▼

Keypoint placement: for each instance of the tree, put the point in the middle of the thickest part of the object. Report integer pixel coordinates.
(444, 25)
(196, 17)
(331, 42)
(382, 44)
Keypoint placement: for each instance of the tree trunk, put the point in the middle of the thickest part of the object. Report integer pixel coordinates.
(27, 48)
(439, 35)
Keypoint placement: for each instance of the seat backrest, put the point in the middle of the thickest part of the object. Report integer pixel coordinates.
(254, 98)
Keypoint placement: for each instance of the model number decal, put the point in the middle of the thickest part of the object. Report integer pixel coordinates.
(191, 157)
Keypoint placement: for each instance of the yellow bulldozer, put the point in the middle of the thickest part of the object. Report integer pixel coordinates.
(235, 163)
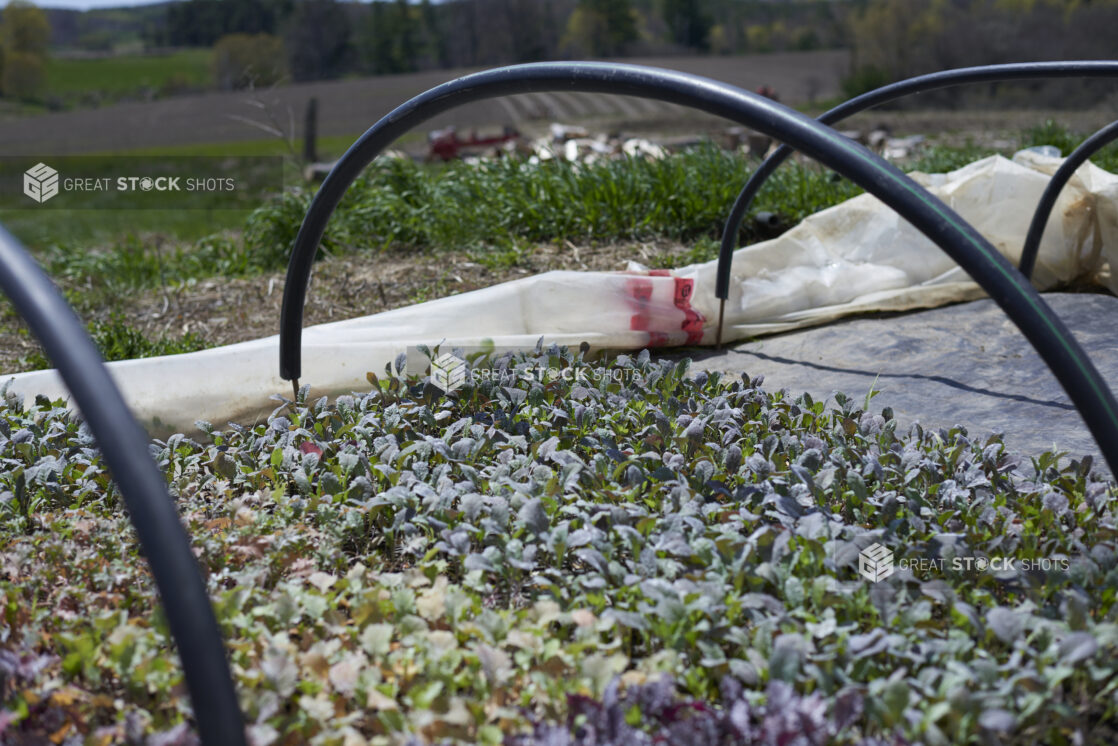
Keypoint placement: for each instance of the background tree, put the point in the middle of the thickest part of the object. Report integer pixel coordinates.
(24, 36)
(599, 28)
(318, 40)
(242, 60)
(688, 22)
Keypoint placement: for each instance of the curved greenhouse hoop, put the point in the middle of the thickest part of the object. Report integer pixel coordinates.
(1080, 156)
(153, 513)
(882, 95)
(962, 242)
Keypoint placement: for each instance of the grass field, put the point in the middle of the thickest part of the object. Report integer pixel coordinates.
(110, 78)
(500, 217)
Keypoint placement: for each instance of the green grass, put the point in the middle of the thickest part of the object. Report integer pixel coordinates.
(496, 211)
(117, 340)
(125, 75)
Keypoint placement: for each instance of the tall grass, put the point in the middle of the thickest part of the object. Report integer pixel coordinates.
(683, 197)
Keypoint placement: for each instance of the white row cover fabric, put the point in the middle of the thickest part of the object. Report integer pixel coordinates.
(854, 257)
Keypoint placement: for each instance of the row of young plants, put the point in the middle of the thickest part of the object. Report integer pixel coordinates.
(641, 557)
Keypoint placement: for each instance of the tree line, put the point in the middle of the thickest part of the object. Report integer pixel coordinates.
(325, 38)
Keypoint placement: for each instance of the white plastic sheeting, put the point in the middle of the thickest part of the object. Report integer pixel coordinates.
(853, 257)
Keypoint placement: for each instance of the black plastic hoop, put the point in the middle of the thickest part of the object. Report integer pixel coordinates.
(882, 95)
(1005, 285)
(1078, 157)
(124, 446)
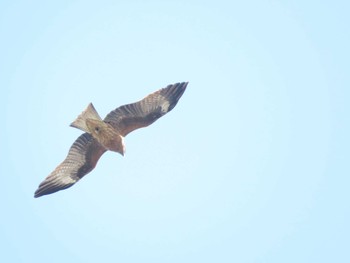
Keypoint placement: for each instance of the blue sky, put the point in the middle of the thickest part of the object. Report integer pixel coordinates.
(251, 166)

▲

> **AIM OF THE EXERCISE**: Copy every row above word for word, dropping the picture lines.

> **ANSWER TO THIS PROBLEM**:
Keypoint placement: for each instance of the tree, put the point in the middle of the thickest part of the object. Report integer pixel coordinates.
(444, 25)
(196, 17)
(331, 42)
(382, 44)
Keypoint placement: for each instance of the tree trunk, put the point in the middle of the thickest part of the object. Report integer pixel coordinates.
(27, 48)
(439, 35)
Keypoint placement: for each instance of the seat backrest, put the point in the middle of the thickest part of the object. Report integer pixel coordinates.
(254, 98)
Keypoint placement: for each instance of the model number decal, put the point in the middle of the thickest part of the object. Report integer pixel coordinates.
(191, 157)
Keypoint placement: for each instance of the yellow bulldozer, put the point in the middle of the thickest part of the object. Report integer pixel coordinates.
(235, 163)
Keypoint placement: for each instance of the background tree, put the point in the middle of the thickest part of the object. Report integer pixel coordinates.
(24, 36)
(599, 28)
(318, 40)
(242, 60)
(688, 22)
Keypoint placement: for each instance of the curved greenhouse hoop, put the point in the middle of the thickest part of the object. Report integer pixel coordinates.
(1080, 156)
(153, 513)
(882, 95)
(962, 242)
Keypoint placement: for each instance of the grass field, put the point in the middle of the thickest part of the object. Report integer pixel coordinates.
(110, 78)
(500, 217)
Keypoint placement: for each instance of the green grass, put the point in the middle of the thickest part of the object. Report integer pixel coordinates.
(496, 211)
(117, 340)
(125, 75)
Keypoint placement: for each instance of the tall grass, put the point in the middle of the thickest part of the object. Report integer pixel coordinates.
(683, 197)
Keypoint placement: for each instance of the white row cover fabric, put the point in the middle of the thickest part of the object. Report integer pixel coordinates.
(854, 257)
Keypoint placement: for each instance of the row of young plants, put the point in the middle of the thickest part of the object. Report integer pixel coordinates.
(641, 557)
Keypoint placement: for each instance of the tree line, put the point in the middle of the thickest part of the object. Report integer pixel coordinates.
(325, 38)
Keypoint placement: for each instance of the white plastic sheeting, put the point in the middle of the thickest part of the object. Report integer pixel coordinates.
(853, 257)
Keypoint placement: for each instance of the black plastic hoop, put the point in the middle of the thickest part of the object. Report integer pixel coordinates.
(882, 95)
(1005, 285)
(1078, 157)
(124, 446)
Keypoint placement: for each instance of the blue sky, put the point in the middle of the thickest part of the object. Report integer pixel coordinates.
(251, 166)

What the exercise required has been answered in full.